Please answer from the text on the Kamianets-Podilskyi shooting: how many Jews were killed there, and on what dates?

▶ **Source text**
════════

In late August 1941, the coordination of the German forces was on display at the mass shooting of Jews in the southwest Ukrainian city of Kamianets-Podilskyi. Here the war itself had created a problem of Jewish refugees.
Hungary, a German ally, had been allowed to annex subcarpathian Ruthenia, the far eastern district of Czechoslovakia. Rather than grant the native Jews of this region Hungarian citizenship, Hungary expelled “stateless” Jews to the east, to German-occupied Ukraine. The influx of Jews into a German-controlled territory strained limited resources. Friedrich Jeckeln, the Higher SS and Police Leader for the area, took the initiative, likely so that he could report a success to Himmler at a meeting on 12 August. He flew in personally to make arrangements. The Germans chose a site outside Kamianets-Podilskyi, and forced Jewish refugees and some local Jews to march there. The Jews were shot in pits by Order Police Battalion 320 and Jeckeln’s personal staff company. Some 23,600 Jews were killed in the course of four days, from 26 to 29 August. Jeckeln reported the number by radio to Himmler. This was by far the largest massacre yet carried out by the Germans, and it set a pattern for those to follow.28
The Wehrmacht aided and abetted such shooting operations, and sometimes requested them. By late August 1941, nine weeks into the war, the Wehrmacht had serious concerns about food supplies and the security of the rear. Murdering Jews would free up food and, according to Nazi logic, prevent partisan uprisings. After the mass shooting at Kamianets-Podilskyi, the Wehrmacht systematically cooperated with the Einsatzgruppen and the police forces in the destruction of Jewish communities. When a town or a city was taken, the police (if present) would round up some of the Jewish men and shoot them. The army would register the surviving population, noting the Jews. Then the Wehrmacht and the police would negotiate over how many of the remaining Jews could be killed, and how many should be left alive as a labor force in a ghetto. After this selection, the police would proceed to a second mass shooting, with the army often providing trucks, ammunition, and guards. If the police were not present, the army would register Jews and organize forced labor itself. The police would arrange the killings later. As central directives became clearer and these protocols of cooperation were established, death tolls among Jews in occupied Soviet Ukraine roughly doubled from July to August 1941, and then again from August to September.29
In Kiev in September 1941, a further confrontation with the remnants of Soviet power provided the pretext for the next escalation: the first attempt to murder all of the native Jews present in a large city.

════════

▶ **Data section**
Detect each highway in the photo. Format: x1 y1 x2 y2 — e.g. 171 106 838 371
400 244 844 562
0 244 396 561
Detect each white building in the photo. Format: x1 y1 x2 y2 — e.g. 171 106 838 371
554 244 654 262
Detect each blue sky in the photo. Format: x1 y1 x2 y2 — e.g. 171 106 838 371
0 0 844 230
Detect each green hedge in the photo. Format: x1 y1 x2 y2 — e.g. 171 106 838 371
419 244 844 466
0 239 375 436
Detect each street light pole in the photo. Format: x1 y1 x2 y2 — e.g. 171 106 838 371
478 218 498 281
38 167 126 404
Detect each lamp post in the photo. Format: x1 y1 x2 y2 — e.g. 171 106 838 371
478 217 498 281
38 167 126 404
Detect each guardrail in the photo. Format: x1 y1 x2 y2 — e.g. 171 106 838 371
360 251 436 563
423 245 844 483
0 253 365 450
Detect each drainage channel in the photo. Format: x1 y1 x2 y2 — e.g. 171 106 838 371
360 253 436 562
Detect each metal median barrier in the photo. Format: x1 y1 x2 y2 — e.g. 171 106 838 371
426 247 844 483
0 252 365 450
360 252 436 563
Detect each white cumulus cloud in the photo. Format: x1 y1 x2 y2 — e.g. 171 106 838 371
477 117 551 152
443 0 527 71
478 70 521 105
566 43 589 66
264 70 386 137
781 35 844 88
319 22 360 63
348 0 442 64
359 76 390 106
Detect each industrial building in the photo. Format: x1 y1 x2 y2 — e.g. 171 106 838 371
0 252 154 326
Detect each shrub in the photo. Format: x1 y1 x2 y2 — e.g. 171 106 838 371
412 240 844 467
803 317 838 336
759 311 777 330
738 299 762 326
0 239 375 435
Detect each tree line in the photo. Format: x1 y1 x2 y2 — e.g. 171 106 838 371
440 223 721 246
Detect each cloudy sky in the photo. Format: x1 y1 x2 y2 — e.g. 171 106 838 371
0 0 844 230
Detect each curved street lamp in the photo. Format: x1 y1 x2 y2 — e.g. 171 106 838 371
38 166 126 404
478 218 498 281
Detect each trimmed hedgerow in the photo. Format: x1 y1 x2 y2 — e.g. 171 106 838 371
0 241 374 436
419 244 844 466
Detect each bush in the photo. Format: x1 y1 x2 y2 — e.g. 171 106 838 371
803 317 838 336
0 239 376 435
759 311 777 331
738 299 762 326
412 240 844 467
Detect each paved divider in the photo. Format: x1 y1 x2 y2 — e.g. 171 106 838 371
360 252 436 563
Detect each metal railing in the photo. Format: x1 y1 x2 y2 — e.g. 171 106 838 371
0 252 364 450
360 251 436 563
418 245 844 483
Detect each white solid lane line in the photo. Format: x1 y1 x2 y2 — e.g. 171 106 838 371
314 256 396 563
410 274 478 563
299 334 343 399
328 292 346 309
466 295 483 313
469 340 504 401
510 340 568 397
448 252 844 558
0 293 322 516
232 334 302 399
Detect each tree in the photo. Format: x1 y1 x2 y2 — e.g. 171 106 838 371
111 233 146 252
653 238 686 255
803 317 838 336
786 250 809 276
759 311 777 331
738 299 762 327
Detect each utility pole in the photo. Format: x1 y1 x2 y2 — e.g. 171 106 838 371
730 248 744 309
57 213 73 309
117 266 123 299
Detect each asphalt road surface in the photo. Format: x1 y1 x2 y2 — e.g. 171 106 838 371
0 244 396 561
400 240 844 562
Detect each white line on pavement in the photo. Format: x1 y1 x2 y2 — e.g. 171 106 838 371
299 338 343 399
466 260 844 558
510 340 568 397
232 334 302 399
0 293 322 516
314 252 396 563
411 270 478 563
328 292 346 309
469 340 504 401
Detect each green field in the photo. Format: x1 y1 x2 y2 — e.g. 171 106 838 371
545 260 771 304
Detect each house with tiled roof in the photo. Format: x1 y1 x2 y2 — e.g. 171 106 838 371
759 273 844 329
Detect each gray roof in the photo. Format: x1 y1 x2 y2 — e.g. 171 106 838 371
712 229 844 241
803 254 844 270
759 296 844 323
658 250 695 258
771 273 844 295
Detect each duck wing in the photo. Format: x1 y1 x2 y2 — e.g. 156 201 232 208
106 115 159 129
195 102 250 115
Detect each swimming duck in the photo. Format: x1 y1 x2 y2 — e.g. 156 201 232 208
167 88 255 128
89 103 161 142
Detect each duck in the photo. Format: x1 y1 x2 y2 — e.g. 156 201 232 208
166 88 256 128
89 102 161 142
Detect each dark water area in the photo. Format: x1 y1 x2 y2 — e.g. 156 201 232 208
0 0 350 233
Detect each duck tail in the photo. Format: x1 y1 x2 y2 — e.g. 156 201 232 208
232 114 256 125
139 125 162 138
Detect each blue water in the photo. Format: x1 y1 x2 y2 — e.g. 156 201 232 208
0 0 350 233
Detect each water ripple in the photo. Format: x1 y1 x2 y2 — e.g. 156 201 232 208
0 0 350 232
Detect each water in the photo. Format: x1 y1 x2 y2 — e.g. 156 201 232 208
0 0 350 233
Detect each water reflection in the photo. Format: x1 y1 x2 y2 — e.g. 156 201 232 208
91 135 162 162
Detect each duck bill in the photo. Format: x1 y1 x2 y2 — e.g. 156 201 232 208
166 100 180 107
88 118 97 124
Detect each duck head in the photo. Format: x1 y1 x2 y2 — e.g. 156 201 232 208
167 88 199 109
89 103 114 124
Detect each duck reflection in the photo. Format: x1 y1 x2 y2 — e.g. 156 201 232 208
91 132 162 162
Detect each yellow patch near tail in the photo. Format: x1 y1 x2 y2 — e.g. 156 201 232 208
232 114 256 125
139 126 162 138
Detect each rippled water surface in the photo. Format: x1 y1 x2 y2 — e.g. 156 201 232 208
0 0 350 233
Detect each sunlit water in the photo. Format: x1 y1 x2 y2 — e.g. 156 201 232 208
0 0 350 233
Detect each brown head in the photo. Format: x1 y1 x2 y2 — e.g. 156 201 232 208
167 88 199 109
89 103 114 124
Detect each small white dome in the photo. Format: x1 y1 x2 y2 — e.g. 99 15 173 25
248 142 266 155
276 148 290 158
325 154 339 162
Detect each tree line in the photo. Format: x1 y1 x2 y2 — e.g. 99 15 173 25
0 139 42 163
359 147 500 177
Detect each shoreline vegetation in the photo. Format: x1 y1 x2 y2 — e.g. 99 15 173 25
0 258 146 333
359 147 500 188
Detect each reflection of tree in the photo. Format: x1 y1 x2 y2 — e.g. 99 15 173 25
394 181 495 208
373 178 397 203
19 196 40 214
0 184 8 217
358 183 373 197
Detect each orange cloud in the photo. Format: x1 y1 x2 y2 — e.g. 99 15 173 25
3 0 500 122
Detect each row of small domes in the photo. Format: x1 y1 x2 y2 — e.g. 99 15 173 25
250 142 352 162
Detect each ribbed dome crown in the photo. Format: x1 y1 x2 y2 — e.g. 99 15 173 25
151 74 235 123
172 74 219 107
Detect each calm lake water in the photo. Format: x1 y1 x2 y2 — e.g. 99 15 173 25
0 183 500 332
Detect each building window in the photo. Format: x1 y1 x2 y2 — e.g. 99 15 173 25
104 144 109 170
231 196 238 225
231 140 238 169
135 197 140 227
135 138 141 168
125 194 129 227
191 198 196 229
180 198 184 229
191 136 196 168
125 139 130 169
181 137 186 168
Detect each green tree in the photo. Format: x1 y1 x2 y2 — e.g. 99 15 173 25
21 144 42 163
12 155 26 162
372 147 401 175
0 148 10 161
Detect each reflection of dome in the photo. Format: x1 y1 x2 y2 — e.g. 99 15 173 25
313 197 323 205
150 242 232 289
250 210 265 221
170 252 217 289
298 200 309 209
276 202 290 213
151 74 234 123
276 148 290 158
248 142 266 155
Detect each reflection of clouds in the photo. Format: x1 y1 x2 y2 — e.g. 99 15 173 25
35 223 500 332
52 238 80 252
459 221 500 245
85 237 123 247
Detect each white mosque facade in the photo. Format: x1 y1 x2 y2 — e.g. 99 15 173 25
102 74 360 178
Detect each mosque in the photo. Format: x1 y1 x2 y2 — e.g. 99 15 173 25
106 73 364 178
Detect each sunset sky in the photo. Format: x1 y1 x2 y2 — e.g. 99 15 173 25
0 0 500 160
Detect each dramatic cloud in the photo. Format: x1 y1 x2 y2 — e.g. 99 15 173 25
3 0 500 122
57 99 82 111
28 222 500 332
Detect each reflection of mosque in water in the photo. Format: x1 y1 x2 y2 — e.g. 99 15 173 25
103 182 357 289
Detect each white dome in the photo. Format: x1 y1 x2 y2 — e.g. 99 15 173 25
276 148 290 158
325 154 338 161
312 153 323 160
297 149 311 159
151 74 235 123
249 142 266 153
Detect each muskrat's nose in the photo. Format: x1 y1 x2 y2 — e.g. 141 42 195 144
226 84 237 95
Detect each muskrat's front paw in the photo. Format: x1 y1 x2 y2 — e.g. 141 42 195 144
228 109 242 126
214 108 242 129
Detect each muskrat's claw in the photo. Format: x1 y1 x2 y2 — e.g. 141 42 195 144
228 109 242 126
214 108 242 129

════════

▶ **Exercise response**
Some 23,600 Jews were killed over four days, from 26 to 29 August 1941.